++++ DATA TO USE
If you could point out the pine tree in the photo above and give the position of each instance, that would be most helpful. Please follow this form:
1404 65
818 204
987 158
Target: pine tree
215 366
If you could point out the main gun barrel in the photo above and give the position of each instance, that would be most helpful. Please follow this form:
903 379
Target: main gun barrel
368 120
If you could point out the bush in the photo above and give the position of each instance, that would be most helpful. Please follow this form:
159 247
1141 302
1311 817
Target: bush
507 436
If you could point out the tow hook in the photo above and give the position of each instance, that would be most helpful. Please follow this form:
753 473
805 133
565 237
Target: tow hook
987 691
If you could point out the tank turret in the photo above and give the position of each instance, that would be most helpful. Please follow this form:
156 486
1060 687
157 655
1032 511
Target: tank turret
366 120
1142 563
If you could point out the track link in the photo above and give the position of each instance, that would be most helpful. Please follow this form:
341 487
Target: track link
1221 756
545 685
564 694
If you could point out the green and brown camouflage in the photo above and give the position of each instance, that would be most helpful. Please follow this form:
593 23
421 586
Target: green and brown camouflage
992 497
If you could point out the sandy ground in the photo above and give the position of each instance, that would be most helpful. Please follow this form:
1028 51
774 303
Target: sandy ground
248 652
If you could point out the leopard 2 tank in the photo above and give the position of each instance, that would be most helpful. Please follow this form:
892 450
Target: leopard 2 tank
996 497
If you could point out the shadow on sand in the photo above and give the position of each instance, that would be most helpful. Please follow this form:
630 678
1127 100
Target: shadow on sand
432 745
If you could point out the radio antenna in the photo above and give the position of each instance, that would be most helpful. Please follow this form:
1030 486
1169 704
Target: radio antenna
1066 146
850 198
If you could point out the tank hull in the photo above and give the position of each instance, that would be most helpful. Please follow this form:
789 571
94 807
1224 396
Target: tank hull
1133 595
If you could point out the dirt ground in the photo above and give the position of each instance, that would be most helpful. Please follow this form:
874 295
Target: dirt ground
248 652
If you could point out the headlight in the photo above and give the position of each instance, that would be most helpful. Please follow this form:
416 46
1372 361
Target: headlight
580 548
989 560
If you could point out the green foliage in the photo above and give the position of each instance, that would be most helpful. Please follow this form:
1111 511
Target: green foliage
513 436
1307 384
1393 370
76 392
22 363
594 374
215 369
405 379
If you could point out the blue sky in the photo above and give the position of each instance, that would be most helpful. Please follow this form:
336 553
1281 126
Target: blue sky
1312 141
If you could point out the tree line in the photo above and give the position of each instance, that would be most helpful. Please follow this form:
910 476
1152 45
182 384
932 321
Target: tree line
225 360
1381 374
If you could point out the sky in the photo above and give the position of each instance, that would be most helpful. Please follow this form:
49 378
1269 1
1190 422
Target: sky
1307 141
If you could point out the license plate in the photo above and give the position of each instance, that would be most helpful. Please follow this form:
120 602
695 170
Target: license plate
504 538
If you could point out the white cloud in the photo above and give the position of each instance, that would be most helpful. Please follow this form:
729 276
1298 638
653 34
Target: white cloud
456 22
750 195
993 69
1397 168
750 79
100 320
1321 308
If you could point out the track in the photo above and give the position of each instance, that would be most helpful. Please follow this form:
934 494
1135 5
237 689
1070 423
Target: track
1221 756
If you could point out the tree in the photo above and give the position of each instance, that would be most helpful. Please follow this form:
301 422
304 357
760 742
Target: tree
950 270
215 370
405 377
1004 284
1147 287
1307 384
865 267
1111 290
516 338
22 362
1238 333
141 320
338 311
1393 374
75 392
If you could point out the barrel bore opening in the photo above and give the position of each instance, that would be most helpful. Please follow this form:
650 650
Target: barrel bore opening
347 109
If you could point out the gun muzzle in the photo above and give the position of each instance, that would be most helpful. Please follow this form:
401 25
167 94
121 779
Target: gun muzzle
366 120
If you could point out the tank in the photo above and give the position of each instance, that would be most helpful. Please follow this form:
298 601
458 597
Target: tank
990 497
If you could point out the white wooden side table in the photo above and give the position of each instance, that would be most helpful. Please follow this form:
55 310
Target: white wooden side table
++++++++
*EXERCISE INSTRUCTIONS*
In your reply, write out all of the material exactly as it was given.

*EXERCISE SOLUTION*
If you could point out the pine tree in the photo above and give the position of each instance, that would be most helpful. Please follow this form:
1404 65
818 204
987 158
Target: pine tree
215 366
If you could point out the main gun barrel in the photo above and give the position of each instance, that would be most helpful. Please follow this form:
903 379
Target: main gun barrel
368 120
If you could point out the bush in the photo above and give the position of each instance, that would be most helpful. Please follow this form:
159 247
1141 302
1311 817
Target: bush
507 436
If you could point out the tow hook in the photo above and give the position of each instance, that would be most helpful. Please follow this form:
753 473
805 133
565 237
Target: tow hook
987 691
If you could point out the tank turret in the photo above and give the position of each instance, that would be most helpful. Please follow this form:
156 486
1060 687
157 655
1032 511
Target: tank turret
366 120
1142 563
If you could point out the track link in the photo above and give the position of each instance, that would be most helpful. Please follow this form:
341 487
Target: track link
1221 756
545 685
564 694
If you could point out the green and brown camouflage in the photo above and give the position of each instance, that would be most helpful. Please follow this form:
593 23
421 586
Target: green and brown camouflage
992 497
If you could point out the sandy ground in the photo above and give the position of each instance, that would be most helpful. Please follow this form:
1028 51
774 303
Target: sandy ground
248 652
If you could point out the leopard 2 tank in the photo above and give the position of each instance, that would be most helpful. Please follow this form:
892 450
Target: leopard 2 tank
996 497
If you could point out the shadow on sand in the photo above and give the position of each instance, that would be most helpful. Please follow this form:
630 678
1127 100
Target: shadow on sand
432 745
If you could point out the radio antenna in the photo above and give the position of each instance, that would be most helpful. Please follow this form:
1030 486
1169 704
Target: radio antenna
1066 146
850 198
If you could point out the tank hull in the photo above and give the position of each instance, that would be most helpful. Please follow this form:
789 571
94 807
1224 396
Target: tank hull
1133 595
If you could point out the dirt ground in the photo above and give the position of each instance, that would be most helpful. Please follow this form:
874 295
Target: dirt ground
248 652
If you could point out the headlight in the photo above and give the position of each instance, that would be most helpful. Please follow this form:
416 46
1372 361
Target: headlight
580 548
989 560
If you could point out the green foliage in the photo above and give the position of each instance, that would be most helpful. Please follow this form:
1111 511
Target: green foliage
513 436
1307 384
1393 370
76 392
22 363
594 374
215 369
405 379
If you could point out the blue sky in the photo above and give the position of each instance, that would be most helpful. Please follow this form:
336 553
1281 126
Target: blue sky
1312 141
If you could point out the tree line in the photo above and give the position of each instance, that would be most helpful. Please follow this form:
910 476
1152 45
182 384
932 321
Target: tree line
225 360
1381 374
If you could point out the sky in the photo above and give the position of each instance, that would be most helpful. Please follow this form:
49 378
1269 1
1190 422
Target: sky
1307 141
If you could point out the license plate in the photo above and give the position of each instance, that would be most helpful. Please follow this form:
120 602
695 170
Target: license plate
504 538
If you could point out the white cloud in the photo above and give the position of each instance, that would be most helpful. Please follow this form:
729 276
1298 638
653 34
Target: white cloud
456 22
750 195
993 69
1397 168
750 79
100 320
1321 308
If you could point out the track in the photo above and give the position of each instance, that would be most helpful. Please follow this form:
934 494
1135 5
237 689
1070 423
Target: track
1221 756
If you could point out the tree in the photo above and give the position of each instance, that would be most helpful. Please follow this form:
301 422
304 357
760 742
Target: tree
950 270
215 370
405 377
1004 284
1147 287
1307 384
865 267
1111 290
516 338
22 362
1238 333
141 320
338 311
1393 374
75 392
If you could point out the barrel bore opening in the photo above and give the position of each instance, that would be most helpful. Please follow this form:
650 650
Target: barrel bore opening
347 109
If you could point out the gun muzzle in the photo above and give the position of each instance, that would be most helpful. Please follow this form:
401 25
167 94
121 779
Target: gun muzzle
366 120
If you could point out the tank in the photo above and give the position of each instance, that would be most helpful. Please follow this form:
298 601
458 597
Target: tank
990 497
If you could point out the white wooden side table in the photo above and give the position of each instance, that would be most helpful. Please follow this form:
55 310
Target: white wooden side table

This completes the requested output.